Roboski Katliamı 139’uncu ayında
- 13:51 28 Temmuz 2023
- Güncel
ANKARA - Roboski İçin Adalet Girişimi, katliamın 139’uncu ayına ilişkin yaptıkları açıklamada, ülkenin topyekün yok edildiğini belirterek, “Ya Roboski halkı başta olmak üzere hepimizin vicdanını rahatlatacak adımları atacaksınız ya da insanlık tarihinin kirli, yüz kızartıcı hafızasında hak ettiğiniz yerde konumlanacaksınız" dedi.
İnsan Hakları Derneği (İHD) Roboski İçin Adalet Girişimi, Roboski Katliamı'nın 139’uncu ayına ilişkin şube binası önünde basın açıklaması gerçekleştirdi. Açıklamada, “Katiller bulunsun Roboski asla” pankartı açıldı. Açıklamayı Roboski İçin Adalet Girişimi üyesi Tanju Gündüzalp okudu.
‘604 haftada hukuk ve adalet kayıp’
Roboski’de 19’u çocuk, 34 sivil insanın katledildiği günden bu yana 11 yıl geçtiğini söyleyen Tanju, 139 aydır dinmeyen acıyla birçok ana, bir köy, bir halk, bir toplum hep birlikte adaleti aradığına dikkat çekti. Tanju, “Katliam gecesinden bugüne geçen 604 haftada, hukuk, adalet kayıp, yok ve herkes suspus. Katliamın ardından 4230 gün geçti, meclis komisyonu sakladı, yargı ise gözlerini bantladı. Biz, adaletin sağlanacağı güne kadar burada olacağız her ay. 12 yıla yaklaşan zamanda, kim oldukları bilinen sorumlular yargılanmadığı gibi, ne adalet sağlandı, ne de etkin bir yargılama söz konusu. Ailelerin tek geçim kaynağı, sınır ticareti yapmak için yola çıkmış 34 insanımızın kaderine ölüm, ailelerimizin evine de acı düşürüldü. Cehennemi yaşattınız” dedi.

* * *

- _Görev Tanımı A_:
Roboski haberine göre aşağıdaki soruları cevaplayınız.
(i) Açıklamayı kim okudu?
(ii) Açıklamada açılan pankartta ne yazıyordu?
(iii) Roboski'de katledilen 34 sivilden kaçı çocuktu?
Bu kayıtların Roboski haberiyle hiçbir ilgisi yoktur.

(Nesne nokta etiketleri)
* * *

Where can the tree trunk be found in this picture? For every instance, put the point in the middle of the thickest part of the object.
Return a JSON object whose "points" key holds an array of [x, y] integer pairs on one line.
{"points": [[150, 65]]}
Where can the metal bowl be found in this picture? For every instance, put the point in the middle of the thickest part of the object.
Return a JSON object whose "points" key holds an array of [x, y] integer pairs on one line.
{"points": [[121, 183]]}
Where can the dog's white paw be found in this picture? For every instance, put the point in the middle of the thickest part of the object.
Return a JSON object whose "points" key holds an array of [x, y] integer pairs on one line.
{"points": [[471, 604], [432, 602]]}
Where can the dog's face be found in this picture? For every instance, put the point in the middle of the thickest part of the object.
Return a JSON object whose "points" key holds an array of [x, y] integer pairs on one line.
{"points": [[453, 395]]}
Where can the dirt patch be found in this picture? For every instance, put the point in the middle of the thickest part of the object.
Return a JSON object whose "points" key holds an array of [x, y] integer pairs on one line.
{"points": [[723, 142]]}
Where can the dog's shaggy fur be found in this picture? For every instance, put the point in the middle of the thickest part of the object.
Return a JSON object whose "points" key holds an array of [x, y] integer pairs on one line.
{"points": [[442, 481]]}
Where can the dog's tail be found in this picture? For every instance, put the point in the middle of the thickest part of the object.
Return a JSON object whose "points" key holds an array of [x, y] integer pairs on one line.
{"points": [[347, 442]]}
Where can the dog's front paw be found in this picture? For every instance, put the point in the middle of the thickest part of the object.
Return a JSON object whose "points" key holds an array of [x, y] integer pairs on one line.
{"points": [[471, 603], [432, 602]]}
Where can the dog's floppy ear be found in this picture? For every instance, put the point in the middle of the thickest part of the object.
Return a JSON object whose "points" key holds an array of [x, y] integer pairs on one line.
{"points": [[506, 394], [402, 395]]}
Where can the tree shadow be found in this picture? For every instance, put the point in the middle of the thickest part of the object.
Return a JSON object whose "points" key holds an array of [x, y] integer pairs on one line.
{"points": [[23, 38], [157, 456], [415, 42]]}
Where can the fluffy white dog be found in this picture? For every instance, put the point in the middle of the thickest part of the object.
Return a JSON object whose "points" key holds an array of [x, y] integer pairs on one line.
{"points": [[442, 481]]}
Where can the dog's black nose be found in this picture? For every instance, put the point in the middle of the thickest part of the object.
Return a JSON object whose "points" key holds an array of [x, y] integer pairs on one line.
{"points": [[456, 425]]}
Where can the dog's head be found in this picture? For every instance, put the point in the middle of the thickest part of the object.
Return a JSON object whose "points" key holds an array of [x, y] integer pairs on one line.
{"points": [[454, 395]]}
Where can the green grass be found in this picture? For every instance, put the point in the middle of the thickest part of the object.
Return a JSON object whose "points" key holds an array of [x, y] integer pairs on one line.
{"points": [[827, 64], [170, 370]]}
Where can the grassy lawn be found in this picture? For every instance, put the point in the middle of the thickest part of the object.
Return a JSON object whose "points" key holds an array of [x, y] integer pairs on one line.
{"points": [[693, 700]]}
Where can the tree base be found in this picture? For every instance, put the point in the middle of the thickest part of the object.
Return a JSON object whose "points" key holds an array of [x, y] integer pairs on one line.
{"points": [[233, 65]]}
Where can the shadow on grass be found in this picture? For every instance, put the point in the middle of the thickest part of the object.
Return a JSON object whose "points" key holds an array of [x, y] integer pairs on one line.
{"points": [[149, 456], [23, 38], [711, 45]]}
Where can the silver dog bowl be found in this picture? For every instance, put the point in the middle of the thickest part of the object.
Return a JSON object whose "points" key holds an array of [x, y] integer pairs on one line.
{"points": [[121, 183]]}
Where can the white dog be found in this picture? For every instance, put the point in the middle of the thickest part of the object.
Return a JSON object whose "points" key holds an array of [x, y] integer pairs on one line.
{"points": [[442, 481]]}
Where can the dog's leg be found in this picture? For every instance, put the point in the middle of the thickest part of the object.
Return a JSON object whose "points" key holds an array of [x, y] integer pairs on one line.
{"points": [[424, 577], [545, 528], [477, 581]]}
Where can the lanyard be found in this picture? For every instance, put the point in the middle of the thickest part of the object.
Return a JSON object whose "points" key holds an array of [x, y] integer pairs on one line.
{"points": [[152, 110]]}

* * *

- _Görev Tanımı B_: Kayıtlarda "Where can the dog's leg" ifadesinin geçtiği satırdan başlayıp kayıtların son satırına kadar uzanan satırları, iki uç da dahil olmak üzere, hiçbir değişiklik yapmadan yeniden yazınız.

- _Tam Cevap A_:
(i) Roboski İçin Adalet Girişimi üyesi Tanju Gündüzalp.
(ii) "Katiller bulunsun Roboski asla"
(iii) 19'u.

- _Tam Cevap B_:
Where can the dog's leg be found in this picture? For every instance, put the point in the middle of the thickest part of the object.
Return a JSON object whose "points" key holds an array of [x, y] integer pairs on one line.
{"points": [[424, 577], [545, 528], [477, 581]]}
Where can the lanyard be found in this picture? For every instance, put the point in the middle of the thickest part of the object.
Return a JSON object whose "points" key holds an array of [x, y] integer pairs on one line.
{"points": [[152, 110]]}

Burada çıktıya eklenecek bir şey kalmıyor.